# Aim of the exercise
Copy every entry exactly.

Referring expression pointing data:
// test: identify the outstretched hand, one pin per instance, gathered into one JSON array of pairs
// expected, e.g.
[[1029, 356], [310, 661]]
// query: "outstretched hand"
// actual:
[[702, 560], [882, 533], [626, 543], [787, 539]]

# Answer box
// test: identify the outstretched hand, one pin per instance, gathered into one JSON array of pairs
// expected, e.g.
[[1029, 356], [310, 661]]
// query: "outstretched hand"
// actual:
[[702, 560], [882, 533], [626, 543], [787, 539]]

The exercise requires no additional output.